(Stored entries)
-.-.-

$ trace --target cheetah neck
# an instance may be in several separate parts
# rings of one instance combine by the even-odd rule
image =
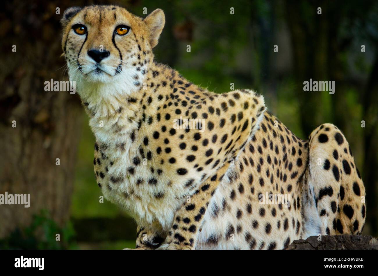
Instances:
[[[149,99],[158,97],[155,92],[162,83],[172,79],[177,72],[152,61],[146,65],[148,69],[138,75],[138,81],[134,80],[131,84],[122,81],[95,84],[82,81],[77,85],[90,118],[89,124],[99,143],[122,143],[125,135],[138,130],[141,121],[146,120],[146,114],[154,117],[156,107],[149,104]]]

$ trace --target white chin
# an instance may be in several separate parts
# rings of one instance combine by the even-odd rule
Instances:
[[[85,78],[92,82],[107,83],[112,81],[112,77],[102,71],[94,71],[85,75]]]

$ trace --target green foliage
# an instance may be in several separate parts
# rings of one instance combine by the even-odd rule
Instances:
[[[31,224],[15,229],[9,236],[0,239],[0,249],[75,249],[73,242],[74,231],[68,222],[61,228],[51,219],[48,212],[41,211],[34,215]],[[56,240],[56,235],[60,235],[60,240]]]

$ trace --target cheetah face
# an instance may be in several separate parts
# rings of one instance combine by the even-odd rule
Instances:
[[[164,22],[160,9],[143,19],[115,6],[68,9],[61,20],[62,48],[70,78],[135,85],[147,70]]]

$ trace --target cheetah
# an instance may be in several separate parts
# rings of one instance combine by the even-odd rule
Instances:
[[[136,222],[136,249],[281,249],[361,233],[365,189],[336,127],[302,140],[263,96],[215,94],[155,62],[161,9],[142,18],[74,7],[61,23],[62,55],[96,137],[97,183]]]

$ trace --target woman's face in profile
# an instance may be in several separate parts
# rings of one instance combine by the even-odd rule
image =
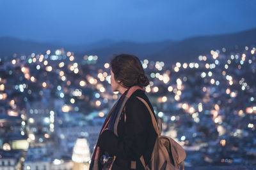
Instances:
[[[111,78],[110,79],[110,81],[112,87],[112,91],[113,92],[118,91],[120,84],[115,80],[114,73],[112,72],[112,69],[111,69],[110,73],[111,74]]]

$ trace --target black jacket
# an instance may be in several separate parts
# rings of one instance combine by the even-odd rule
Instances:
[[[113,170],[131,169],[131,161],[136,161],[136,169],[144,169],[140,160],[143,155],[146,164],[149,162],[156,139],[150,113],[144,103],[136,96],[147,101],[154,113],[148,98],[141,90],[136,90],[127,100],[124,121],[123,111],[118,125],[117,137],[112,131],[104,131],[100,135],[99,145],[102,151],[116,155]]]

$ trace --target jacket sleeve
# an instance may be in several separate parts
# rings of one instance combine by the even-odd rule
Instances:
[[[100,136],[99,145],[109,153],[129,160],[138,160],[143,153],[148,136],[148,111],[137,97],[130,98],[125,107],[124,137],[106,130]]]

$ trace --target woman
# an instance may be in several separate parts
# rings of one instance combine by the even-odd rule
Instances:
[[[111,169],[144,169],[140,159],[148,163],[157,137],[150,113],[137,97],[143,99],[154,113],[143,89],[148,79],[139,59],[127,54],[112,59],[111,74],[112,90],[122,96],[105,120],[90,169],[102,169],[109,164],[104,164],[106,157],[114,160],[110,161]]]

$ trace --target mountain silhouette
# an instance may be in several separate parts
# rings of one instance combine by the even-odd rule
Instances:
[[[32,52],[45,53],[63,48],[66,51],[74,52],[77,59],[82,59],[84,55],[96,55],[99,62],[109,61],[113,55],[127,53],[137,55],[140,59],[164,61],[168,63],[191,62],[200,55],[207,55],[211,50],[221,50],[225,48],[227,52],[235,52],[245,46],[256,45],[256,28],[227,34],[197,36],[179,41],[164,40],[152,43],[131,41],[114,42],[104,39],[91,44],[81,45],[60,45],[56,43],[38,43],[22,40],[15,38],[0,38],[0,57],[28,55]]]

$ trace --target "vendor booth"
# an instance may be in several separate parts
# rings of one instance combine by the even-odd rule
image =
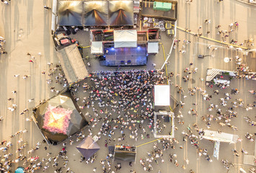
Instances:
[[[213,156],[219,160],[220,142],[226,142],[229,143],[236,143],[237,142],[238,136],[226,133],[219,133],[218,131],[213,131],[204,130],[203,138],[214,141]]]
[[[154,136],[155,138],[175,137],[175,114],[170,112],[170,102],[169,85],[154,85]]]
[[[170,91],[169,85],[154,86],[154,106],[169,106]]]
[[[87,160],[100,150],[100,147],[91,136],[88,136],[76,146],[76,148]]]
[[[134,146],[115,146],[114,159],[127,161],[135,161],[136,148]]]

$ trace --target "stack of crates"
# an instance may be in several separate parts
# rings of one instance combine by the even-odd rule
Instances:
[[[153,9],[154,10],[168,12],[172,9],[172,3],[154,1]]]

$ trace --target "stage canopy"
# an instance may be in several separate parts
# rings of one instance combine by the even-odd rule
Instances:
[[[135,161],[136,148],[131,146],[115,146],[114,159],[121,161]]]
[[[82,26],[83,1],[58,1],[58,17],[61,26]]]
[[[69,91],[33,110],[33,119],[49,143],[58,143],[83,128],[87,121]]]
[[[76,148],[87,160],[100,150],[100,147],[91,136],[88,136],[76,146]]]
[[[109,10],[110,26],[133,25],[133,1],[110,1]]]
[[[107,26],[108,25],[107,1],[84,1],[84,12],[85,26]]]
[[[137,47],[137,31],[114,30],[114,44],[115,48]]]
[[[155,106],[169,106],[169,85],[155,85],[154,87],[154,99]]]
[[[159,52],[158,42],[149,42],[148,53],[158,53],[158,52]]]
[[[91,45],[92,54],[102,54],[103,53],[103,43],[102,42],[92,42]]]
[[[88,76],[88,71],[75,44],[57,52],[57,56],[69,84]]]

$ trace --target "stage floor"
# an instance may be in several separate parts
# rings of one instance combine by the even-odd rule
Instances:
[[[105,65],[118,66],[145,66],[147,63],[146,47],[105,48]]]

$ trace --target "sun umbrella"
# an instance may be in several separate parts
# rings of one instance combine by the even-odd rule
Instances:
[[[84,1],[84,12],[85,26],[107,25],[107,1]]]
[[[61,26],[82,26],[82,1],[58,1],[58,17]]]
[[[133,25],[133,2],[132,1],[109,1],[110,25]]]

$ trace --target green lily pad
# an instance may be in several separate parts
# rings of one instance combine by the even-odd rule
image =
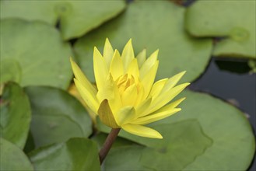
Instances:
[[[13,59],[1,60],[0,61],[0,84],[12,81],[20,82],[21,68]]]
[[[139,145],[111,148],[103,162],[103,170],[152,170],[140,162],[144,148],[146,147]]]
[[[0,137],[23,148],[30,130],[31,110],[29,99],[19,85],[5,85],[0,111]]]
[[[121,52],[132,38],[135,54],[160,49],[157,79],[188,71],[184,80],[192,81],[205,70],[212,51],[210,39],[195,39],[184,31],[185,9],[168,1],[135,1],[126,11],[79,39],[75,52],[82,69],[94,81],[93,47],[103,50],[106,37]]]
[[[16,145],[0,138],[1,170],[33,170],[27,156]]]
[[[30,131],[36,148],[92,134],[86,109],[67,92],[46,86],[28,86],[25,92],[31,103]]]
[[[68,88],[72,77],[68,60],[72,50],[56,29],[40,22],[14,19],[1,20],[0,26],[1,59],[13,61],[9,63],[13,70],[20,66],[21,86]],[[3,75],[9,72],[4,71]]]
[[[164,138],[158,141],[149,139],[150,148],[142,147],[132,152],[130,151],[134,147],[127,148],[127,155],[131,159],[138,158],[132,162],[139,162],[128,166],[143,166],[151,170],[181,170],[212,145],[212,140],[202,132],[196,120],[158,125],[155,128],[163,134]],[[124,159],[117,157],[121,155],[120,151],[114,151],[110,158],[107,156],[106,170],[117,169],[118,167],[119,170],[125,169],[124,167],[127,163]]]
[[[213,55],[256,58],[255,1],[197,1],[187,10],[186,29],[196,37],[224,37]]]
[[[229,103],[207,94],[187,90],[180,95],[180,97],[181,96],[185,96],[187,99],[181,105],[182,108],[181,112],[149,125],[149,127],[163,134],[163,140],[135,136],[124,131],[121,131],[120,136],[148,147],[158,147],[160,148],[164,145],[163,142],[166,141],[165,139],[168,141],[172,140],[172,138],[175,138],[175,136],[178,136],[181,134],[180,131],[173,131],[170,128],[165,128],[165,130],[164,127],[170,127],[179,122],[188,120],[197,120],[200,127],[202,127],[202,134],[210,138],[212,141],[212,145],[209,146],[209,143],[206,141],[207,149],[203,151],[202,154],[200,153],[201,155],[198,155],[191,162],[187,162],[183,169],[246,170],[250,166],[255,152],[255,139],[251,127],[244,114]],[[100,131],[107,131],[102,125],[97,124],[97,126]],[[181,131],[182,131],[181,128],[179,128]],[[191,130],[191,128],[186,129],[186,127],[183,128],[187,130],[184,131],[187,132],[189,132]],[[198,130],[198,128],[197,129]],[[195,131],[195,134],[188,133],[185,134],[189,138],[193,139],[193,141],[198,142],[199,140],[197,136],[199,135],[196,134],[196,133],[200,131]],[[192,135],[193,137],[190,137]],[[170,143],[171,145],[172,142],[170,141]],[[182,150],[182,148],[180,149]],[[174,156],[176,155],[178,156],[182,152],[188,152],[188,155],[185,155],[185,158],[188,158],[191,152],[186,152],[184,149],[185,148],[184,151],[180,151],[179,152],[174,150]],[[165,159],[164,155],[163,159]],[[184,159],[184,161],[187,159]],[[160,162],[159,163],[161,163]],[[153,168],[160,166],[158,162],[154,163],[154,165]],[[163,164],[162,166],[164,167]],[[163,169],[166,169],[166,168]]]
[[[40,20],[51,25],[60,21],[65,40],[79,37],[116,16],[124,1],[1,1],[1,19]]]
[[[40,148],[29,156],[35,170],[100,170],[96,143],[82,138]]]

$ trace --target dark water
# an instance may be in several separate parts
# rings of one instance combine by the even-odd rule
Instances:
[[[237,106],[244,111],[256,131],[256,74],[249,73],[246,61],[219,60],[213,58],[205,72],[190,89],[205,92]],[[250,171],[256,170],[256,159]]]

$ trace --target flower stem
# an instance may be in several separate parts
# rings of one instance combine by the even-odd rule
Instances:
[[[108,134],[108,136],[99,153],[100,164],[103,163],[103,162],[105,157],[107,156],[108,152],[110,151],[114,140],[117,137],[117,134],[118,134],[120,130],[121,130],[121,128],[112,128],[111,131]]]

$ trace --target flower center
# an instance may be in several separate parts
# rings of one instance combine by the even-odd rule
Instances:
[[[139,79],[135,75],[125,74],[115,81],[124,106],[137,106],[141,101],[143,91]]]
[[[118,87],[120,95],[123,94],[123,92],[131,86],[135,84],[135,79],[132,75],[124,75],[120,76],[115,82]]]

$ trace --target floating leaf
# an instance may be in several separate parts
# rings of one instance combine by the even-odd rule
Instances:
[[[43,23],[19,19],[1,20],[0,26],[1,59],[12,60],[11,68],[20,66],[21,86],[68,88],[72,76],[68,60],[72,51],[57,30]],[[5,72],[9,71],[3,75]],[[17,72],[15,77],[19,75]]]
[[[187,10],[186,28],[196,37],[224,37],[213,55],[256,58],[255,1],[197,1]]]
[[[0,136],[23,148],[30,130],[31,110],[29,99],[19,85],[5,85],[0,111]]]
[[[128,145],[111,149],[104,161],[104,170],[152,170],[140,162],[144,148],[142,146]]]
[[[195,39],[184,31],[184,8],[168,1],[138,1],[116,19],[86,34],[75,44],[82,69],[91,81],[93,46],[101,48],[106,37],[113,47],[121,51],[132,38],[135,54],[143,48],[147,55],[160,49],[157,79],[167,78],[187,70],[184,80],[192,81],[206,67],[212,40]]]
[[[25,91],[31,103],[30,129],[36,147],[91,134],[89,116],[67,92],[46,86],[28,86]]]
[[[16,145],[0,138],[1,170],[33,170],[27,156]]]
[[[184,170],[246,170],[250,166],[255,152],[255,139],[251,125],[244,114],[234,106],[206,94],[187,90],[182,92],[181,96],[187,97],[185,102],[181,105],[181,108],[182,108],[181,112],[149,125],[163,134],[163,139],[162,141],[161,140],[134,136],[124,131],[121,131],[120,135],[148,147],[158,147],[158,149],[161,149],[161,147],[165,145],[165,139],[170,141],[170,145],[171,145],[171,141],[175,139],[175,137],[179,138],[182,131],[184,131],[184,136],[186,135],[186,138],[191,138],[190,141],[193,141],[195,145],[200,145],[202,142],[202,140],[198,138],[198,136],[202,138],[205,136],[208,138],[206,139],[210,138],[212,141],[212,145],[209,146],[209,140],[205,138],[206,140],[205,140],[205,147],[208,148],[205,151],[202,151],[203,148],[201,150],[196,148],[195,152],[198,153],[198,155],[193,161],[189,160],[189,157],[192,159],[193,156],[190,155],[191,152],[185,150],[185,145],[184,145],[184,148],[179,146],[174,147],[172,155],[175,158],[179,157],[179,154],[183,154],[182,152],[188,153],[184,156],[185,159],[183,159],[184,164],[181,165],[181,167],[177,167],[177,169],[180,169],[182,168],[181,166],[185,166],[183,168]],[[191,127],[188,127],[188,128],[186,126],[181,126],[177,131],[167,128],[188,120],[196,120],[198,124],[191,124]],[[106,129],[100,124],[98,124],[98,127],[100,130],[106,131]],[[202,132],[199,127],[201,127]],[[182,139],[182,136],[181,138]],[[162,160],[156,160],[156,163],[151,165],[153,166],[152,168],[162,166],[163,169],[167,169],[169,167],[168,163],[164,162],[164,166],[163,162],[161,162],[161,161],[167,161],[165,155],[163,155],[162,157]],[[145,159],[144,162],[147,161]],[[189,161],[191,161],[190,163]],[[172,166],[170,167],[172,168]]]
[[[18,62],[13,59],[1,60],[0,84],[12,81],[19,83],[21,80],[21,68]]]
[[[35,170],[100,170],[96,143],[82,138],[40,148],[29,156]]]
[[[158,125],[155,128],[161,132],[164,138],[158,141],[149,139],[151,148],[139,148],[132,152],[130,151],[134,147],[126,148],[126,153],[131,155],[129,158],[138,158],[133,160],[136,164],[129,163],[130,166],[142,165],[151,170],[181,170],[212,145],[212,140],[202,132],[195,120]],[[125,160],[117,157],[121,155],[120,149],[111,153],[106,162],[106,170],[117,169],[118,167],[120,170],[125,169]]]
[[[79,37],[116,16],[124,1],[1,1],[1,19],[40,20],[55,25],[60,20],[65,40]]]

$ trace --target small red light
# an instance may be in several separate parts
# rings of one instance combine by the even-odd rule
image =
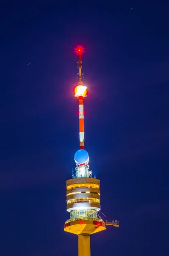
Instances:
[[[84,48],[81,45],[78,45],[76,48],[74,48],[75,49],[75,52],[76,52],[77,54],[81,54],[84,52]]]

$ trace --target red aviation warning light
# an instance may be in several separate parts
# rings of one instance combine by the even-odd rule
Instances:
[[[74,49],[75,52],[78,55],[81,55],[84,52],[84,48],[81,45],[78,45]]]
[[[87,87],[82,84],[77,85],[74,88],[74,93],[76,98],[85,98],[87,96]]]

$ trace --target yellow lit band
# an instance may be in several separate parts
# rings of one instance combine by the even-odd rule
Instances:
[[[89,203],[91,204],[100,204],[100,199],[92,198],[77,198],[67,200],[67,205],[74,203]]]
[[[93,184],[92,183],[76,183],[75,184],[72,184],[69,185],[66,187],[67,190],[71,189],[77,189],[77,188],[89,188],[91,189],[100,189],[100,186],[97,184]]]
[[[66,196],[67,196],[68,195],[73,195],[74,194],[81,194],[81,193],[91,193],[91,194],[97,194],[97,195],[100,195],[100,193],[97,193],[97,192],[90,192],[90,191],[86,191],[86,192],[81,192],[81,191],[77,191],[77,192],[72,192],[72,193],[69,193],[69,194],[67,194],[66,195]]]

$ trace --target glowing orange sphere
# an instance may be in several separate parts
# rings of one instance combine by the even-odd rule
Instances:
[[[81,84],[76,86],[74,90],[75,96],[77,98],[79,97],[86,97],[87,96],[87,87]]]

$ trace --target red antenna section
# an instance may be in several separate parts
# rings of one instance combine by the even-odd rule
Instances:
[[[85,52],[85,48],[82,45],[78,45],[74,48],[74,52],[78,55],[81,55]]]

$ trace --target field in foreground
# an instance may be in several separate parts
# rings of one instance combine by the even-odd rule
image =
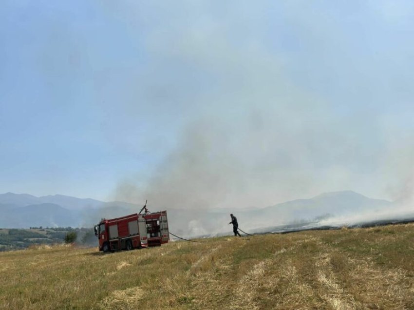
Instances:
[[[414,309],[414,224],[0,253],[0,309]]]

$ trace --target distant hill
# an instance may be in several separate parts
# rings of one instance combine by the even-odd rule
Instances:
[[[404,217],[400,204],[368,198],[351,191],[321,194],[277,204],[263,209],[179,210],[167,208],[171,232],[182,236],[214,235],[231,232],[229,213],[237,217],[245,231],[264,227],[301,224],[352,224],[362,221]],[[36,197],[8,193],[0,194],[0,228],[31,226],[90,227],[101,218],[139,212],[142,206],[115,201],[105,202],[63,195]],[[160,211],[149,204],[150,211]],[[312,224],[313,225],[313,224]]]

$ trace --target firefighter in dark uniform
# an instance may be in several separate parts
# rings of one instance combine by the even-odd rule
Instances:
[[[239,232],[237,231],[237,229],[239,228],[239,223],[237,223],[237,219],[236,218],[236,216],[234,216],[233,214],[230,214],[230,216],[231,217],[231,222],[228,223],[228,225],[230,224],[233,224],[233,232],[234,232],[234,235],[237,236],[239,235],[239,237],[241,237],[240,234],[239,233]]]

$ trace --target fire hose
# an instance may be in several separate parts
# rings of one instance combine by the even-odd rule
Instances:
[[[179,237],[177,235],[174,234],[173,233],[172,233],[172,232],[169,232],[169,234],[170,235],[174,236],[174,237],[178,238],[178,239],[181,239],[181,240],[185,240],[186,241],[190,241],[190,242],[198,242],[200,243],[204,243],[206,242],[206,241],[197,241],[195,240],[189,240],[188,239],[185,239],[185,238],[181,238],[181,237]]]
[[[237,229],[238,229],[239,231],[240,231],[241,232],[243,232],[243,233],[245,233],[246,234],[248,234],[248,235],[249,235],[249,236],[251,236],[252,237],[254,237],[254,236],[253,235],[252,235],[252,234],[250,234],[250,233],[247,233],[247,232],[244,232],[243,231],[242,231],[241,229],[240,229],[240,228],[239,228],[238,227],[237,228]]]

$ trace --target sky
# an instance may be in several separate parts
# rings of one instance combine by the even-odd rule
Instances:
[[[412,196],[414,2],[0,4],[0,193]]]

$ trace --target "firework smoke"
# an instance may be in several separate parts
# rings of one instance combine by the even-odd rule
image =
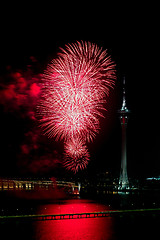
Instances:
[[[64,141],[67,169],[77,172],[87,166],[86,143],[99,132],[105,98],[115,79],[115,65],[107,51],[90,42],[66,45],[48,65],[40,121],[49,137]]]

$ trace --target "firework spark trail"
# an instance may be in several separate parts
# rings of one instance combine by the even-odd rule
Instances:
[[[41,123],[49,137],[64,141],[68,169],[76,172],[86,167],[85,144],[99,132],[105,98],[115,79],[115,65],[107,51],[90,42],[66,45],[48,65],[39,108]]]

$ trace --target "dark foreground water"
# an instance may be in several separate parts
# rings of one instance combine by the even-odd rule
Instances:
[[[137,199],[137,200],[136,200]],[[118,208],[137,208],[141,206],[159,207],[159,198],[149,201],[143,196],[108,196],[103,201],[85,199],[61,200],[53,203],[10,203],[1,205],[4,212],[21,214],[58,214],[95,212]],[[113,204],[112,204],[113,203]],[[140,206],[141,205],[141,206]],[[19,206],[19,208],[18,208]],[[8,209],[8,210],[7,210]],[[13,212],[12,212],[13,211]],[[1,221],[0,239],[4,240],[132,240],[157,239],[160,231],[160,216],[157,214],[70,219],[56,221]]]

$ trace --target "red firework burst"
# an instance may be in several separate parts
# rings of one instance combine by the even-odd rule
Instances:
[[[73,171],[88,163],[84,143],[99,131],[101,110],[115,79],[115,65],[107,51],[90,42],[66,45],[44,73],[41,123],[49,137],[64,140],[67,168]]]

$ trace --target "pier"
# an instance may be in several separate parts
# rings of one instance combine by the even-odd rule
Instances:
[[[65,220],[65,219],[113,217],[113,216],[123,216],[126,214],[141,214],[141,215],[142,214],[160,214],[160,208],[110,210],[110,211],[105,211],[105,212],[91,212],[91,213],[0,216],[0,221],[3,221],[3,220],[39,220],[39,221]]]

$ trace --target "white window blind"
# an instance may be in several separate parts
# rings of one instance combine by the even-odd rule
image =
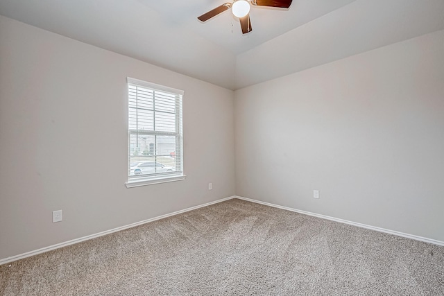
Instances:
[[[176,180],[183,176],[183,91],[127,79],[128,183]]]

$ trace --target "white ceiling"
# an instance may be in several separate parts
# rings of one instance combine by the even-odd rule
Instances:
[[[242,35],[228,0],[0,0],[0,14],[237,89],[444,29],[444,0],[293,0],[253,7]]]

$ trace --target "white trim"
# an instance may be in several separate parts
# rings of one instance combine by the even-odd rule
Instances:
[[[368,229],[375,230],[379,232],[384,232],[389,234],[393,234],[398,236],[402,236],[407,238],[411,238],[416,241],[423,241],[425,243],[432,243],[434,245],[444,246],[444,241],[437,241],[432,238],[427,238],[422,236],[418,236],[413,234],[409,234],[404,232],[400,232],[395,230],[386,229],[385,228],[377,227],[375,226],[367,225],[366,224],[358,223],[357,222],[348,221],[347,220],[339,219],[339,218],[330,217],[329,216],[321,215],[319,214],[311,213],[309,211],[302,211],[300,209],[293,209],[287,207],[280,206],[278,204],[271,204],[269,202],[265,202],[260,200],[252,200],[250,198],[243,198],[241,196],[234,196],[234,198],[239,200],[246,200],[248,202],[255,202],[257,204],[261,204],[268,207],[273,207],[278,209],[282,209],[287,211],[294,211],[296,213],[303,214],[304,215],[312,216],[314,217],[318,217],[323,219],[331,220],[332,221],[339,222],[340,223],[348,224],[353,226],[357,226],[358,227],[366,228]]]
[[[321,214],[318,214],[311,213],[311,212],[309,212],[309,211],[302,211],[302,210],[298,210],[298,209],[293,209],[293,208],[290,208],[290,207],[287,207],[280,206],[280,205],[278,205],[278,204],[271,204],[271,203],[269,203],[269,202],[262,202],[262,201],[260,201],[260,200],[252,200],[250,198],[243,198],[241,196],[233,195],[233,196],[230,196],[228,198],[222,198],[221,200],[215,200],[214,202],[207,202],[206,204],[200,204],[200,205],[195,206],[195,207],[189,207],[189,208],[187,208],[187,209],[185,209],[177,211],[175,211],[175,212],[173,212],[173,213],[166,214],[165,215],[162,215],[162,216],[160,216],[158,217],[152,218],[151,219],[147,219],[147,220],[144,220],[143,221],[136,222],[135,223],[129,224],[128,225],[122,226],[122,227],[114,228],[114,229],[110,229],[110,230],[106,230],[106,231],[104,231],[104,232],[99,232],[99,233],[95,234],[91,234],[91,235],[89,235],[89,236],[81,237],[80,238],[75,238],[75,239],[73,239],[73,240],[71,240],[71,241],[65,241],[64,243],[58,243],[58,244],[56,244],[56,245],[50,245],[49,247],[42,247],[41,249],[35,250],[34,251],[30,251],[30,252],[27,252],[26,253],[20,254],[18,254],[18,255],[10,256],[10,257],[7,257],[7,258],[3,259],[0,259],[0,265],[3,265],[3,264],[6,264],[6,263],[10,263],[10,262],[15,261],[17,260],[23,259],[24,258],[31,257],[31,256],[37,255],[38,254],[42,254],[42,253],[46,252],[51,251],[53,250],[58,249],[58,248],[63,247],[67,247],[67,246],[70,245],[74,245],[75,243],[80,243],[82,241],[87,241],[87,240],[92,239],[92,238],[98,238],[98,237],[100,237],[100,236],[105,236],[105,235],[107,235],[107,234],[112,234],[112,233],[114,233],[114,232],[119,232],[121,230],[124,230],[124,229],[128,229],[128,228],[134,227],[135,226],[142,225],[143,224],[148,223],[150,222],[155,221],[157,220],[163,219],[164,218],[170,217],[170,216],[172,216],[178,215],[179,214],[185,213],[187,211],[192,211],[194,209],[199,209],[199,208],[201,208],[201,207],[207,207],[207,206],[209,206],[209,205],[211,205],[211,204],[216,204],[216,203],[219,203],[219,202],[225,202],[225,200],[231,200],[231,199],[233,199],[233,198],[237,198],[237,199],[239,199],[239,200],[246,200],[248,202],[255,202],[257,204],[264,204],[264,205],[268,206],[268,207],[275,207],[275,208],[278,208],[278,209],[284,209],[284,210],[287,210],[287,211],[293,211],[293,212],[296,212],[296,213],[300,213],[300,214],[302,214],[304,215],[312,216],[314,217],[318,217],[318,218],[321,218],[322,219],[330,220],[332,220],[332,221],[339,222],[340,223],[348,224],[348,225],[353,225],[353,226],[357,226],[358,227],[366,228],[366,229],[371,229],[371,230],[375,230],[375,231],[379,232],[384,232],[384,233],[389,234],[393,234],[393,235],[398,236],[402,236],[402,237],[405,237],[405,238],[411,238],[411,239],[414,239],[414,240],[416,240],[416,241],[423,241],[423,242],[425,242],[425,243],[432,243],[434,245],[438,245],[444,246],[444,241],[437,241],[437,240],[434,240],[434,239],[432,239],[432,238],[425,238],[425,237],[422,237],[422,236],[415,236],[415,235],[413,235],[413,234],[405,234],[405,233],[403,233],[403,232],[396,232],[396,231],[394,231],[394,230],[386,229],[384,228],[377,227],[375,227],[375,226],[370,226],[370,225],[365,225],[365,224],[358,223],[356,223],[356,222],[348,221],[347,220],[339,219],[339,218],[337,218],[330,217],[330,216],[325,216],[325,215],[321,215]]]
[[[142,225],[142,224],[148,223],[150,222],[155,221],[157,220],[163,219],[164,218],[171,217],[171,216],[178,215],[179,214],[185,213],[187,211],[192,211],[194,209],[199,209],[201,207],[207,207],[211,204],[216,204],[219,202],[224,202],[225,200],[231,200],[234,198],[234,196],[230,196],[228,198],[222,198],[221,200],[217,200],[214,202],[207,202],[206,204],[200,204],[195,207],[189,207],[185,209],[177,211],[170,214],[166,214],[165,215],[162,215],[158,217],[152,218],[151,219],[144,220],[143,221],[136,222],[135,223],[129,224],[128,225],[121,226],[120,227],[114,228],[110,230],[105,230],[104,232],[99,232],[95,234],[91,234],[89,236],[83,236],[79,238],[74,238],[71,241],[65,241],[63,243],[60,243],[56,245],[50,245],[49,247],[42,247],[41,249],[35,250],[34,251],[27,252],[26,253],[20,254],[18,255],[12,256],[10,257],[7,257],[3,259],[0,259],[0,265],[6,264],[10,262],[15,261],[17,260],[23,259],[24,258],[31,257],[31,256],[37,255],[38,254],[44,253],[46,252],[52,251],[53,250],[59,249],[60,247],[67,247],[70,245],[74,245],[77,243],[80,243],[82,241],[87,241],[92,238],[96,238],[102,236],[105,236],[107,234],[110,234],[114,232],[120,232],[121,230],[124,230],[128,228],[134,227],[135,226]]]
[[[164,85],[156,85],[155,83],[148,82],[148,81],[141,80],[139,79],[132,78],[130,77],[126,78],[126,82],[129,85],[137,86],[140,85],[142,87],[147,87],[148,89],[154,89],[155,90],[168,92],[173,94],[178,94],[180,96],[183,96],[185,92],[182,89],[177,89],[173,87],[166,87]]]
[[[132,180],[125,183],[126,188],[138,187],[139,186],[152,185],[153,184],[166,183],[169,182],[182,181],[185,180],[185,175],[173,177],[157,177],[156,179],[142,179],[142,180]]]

-.-.-

GIVEN INSTRUCTION: Count how many lines of the records contain the word "dark", treating uppercase and lowercase as different, and give only that number.

SOLUTION FOR THIS TASK: 3